▸ **ACTION ITEM**: Below are the entries to retype; reproduce each one exactly.

Excerpts from a dataset:
----------
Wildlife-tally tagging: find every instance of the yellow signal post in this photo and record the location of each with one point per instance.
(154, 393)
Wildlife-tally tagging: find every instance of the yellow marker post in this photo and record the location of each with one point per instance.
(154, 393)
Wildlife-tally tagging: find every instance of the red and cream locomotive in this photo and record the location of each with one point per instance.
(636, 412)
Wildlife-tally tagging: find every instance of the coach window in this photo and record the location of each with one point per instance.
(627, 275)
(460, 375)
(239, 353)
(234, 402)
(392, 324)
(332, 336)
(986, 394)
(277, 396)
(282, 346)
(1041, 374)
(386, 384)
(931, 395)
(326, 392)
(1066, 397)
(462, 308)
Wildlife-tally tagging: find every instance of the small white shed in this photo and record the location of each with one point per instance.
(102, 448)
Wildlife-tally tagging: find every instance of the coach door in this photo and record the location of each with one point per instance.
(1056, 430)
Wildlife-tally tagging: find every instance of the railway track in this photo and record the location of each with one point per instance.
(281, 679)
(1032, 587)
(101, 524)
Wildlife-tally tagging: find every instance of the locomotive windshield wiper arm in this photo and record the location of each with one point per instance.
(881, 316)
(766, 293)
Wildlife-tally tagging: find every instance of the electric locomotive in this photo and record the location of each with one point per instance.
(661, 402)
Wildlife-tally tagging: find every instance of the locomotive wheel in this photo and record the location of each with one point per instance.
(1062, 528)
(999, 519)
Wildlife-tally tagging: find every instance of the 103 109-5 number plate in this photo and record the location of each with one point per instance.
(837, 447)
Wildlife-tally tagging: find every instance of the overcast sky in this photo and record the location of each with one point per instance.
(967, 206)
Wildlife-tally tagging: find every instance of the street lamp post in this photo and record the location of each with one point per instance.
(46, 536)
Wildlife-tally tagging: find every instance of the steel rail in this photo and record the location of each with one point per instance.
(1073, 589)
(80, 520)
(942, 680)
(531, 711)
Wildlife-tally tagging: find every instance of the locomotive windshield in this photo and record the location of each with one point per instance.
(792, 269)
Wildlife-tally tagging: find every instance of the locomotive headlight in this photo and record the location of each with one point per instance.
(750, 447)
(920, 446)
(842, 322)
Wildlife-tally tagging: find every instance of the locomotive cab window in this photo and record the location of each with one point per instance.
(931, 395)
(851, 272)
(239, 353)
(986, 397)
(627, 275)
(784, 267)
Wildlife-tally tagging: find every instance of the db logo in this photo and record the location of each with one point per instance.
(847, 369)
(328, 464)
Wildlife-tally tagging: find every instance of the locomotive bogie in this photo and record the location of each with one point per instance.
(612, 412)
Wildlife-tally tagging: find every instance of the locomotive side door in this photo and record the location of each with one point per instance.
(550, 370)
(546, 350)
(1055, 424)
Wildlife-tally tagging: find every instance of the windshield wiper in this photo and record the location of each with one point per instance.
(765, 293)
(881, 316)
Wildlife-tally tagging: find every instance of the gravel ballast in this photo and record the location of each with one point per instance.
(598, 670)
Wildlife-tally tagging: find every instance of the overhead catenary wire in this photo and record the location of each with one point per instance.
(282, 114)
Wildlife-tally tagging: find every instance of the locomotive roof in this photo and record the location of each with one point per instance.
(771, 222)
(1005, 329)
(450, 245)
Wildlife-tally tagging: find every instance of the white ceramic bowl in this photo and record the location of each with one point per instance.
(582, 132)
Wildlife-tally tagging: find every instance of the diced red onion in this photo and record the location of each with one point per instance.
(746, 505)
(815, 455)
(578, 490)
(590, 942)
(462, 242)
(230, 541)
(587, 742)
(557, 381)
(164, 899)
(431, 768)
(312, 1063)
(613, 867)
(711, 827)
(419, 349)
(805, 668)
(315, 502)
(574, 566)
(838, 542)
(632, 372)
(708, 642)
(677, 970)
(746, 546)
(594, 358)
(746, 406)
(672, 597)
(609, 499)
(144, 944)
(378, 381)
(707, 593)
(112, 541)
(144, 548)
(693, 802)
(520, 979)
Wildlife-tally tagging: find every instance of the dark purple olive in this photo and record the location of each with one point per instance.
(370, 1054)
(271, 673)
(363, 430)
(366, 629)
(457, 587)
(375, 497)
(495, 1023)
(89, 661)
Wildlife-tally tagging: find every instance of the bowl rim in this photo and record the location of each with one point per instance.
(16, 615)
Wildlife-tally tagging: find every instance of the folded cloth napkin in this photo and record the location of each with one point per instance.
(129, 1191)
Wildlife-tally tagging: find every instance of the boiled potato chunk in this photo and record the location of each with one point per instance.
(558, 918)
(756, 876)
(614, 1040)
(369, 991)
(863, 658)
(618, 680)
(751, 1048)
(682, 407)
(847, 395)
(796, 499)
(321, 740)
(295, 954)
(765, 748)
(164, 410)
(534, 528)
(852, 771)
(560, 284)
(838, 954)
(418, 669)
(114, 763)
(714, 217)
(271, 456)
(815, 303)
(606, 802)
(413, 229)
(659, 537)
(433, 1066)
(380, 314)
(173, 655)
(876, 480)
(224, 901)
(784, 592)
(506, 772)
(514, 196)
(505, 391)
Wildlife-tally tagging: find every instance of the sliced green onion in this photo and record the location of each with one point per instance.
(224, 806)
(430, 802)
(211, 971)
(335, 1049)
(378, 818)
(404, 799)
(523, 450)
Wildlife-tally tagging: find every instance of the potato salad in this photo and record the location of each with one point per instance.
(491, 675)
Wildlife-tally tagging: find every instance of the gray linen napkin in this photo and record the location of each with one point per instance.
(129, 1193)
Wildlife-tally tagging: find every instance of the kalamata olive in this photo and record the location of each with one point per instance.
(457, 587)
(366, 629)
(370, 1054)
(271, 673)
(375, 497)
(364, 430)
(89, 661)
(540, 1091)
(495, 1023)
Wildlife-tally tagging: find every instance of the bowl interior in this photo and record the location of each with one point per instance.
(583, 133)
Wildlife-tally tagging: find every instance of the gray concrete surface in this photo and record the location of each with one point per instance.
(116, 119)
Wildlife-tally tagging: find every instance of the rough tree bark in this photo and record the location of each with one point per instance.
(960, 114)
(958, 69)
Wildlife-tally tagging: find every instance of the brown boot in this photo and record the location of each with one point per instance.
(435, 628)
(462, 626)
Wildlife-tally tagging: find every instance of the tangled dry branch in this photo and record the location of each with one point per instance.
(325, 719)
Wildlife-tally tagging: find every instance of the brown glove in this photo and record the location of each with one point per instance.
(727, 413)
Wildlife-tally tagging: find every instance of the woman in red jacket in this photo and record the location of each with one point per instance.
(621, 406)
----------
▸ **REPLY TO THE EXERCISE**:
Wildlife-tally tagging: find every instance of the yellow signal post in this photo and record the location of each with one point per instance.
(154, 393)
Wildlife-tally tagging: find every instance of the yellow marker post in this photo and record the location of each with one point per instance.
(154, 393)
Wildlife-tally tagging: find every instance of the red and cream locomotive in this photo and record the location of each with one point per instance.
(636, 412)
Wildlife-tally tagging: find every instance of the coach window in this photo and record the location of each with one point per instance.
(627, 275)
(460, 375)
(239, 353)
(234, 402)
(392, 324)
(332, 336)
(986, 394)
(277, 396)
(282, 346)
(1041, 374)
(386, 384)
(931, 395)
(326, 392)
(1066, 397)
(462, 308)
Wildlife-tally tagging: find every instance of the small white shed in this photo and record the location of each with one point per instance.
(102, 448)
Wildlife-tally tagging: find every instance of the coach door in this photo and record the location of each with one point per instance.
(1056, 430)
Wildlife-tally tagging: find every instance of the railway track in this photo and record the location of each with one point per instance.
(281, 679)
(1032, 587)
(101, 524)
Wildlife-tally tagging: find every instance of the locomotive windshield wiper arm in this photo and record the location of each with one point per instance.
(881, 316)
(766, 293)
Wildlife-tally tagging: find every instance of the electric locomotive in this photo and record the location of each with one point per instance.
(661, 402)
Wildlife-tally tagging: find every instance of the locomotive wheel in this photo and record the location of each with one point per instance.
(1062, 528)
(999, 519)
Wildlife-tally tagging: find every instance of the 103 109-5 number plate in this photo and record the location of each with one point per instance.
(837, 447)
Wildlife-tally tagging: find every instance of the overcast sky in this photo and record the location of each with one point per instance.
(967, 206)
Wildlife-tally tagging: find every instance of the street lamp post in this photo and record the location of each with one point per instance.
(46, 536)
Wildlife-tally tagging: find every instance of the steel rail in this photo and record the location of each with one point per instance.
(1073, 589)
(80, 520)
(942, 680)
(531, 711)
Wildlife-tally tagging: find every instance of the locomotive windshield in this photo and record the location of each with one point per instance.
(792, 269)
Wildlife-tally tagging: find every instance of the locomotive headlight in this photo and record the location of each with one point per instance.
(750, 447)
(920, 446)
(842, 322)
Wildlife-tally tagging: find every instance of the locomotive cab window in this photo and record the location of each with one point per instance.
(931, 395)
(851, 272)
(239, 353)
(986, 397)
(627, 275)
(784, 267)
Wildlife-tally tagging: find every instance of the db logo in this photo and record the location of each with one point per instance.
(847, 369)
(328, 464)
Wildlife-tally tagging: find every instance of the locomotive bogie in this photo and record the location of each with one point per instance.
(612, 412)
Wildlife-tally tagging: find every instance of the locomotive side door in this photo and record the location of each with one point per instance.
(550, 370)
(546, 350)
(1055, 424)
Wildlife-tally tagging: find every instance of the windshield wiper in this photo and record the location of each with one point per instance.
(765, 293)
(881, 316)
Wildlife-tally tagging: find every instance of the gravel ballast in this photo and record the location of each with one point per instance.
(598, 670)
Wildlife-tally tagging: find every instance of the overhead catenary wire in this photo and record the location of each with one point per instance.
(282, 114)
Wildlife-tally tagging: find every instance of the locomotive roof in this photo and record the location of each with one point per instance.
(771, 222)
(1005, 329)
(450, 245)
Wildlife-tally tagging: find every instance of the white ceramic bowl in this photo and record the location of each with one point per instance.
(582, 132)
Wildlife-tally tagging: find every instance of the diced red onion in this photo and record the location of each with one point per instance.
(746, 505)
(815, 455)
(578, 490)
(590, 942)
(462, 242)
(230, 541)
(587, 742)
(557, 381)
(164, 899)
(431, 768)
(312, 1063)
(613, 867)
(711, 827)
(419, 349)
(805, 668)
(315, 502)
(574, 566)
(838, 542)
(632, 372)
(708, 642)
(677, 970)
(746, 546)
(594, 358)
(746, 406)
(672, 597)
(609, 499)
(144, 944)
(378, 381)
(707, 593)
(112, 541)
(144, 548)
(693, 802)
(520, 979)
Wildlife-tally tagging: find every instance of the dark purple olive in this photo and record the location of each with one point per instance.
(370, 1054)
(271, 673)
(363, 430)
(366, 629)
(457, 587)
(375, 497)
(495, 1023)
(89, 661)
Wildlife-tally tagging: find every instance of the bowl rim in this photo and record the location of each with one point per instance.
(16, 615)
Wildlife-tally tagging: find every instance of the folded cloth napkin in this photo and record the location of each with one point per instance.
(129, 1191)
Wildlife-tally tagging: find every instance of the boiled potato chunk in this photo and record the location of each with one point per instance.
(558, 918)
(756, 876)
(614, 1040)
(369, 991)
(863, 658)
(618, 680)
(751, 1048)
(682, 407)
(847, 395)
(796, 499)
(321, 740)
(295, 954)
(765, 748)
(164, 410)
(534, 528)
(852, 771)
(560, 284)
(838, 954)
(418, 669)
(114, 763)
(714, 217)
(271, 456)
(815, 303)
(606, 802)
(413, 229)
(659, 537)
(433, 1066)
(380, 314)
(173, 655)
(876, 480)
(224, 901)
(784, 592)
(506, 772)
(514, 196)
(505, 391)
Wildlife-tally tagging: find every instance of the sliced green onion in this photo and record the location of each with one point per instance.
(224, 806)
(430, 802)
(211, 971)
(335, 1049)
(378, 818)
(404, 799)
(523, 450)
Wildlife-tally tagging: find every instance of the potato salad in this photo and record the location of each with one point per instance.
(491, 675)
Wildlife-tally tagging: find every instance of the gray linen napkin in this photo and record the location of each with one point per instance.
(129, 1193)
Wildlife-tally tagging: find every instance of the kalamata olive in this photo and record the location of each with one point per instance.
(457, 587)
(366, 629)
(370, 1054)
(271, 673)
(375, 497)
(364, 430)
(89, 661)
(540, 1091)
(495, 1023)
Wildlife-tally tagging: find every instance of the bowl interior in this photo and record the location of each with one point per instance.
(583, 133)
Wildlife-tally tagging: find every instance of the gray concrete surface in this photo and record the location of each with one point per instance.
(116, 119)
Wildlife-tally tagging: find every instance of the rough tree bark in this photo and record the location of each with one point per instance.
(960, 114)
(958, 69)
Wildlife-tally tagging: find every instance of the brown boot in this photo and record the location of each with one point per instance.
(435, 628)
(462, 626)
Wildlife-tally tagging: find every instance of the tangled dry branch in this photo and record the location of each with one point per instance.
(325, 719)
Wildlife-tally tagging: find every instance of the brown glove in this photo and record the location of each with one point per instance.
(727, 413)
Wildlife-tally tagging: find every instance of the woman in red jacket in this photo and record the location of each with one point per instance.
(621, 406)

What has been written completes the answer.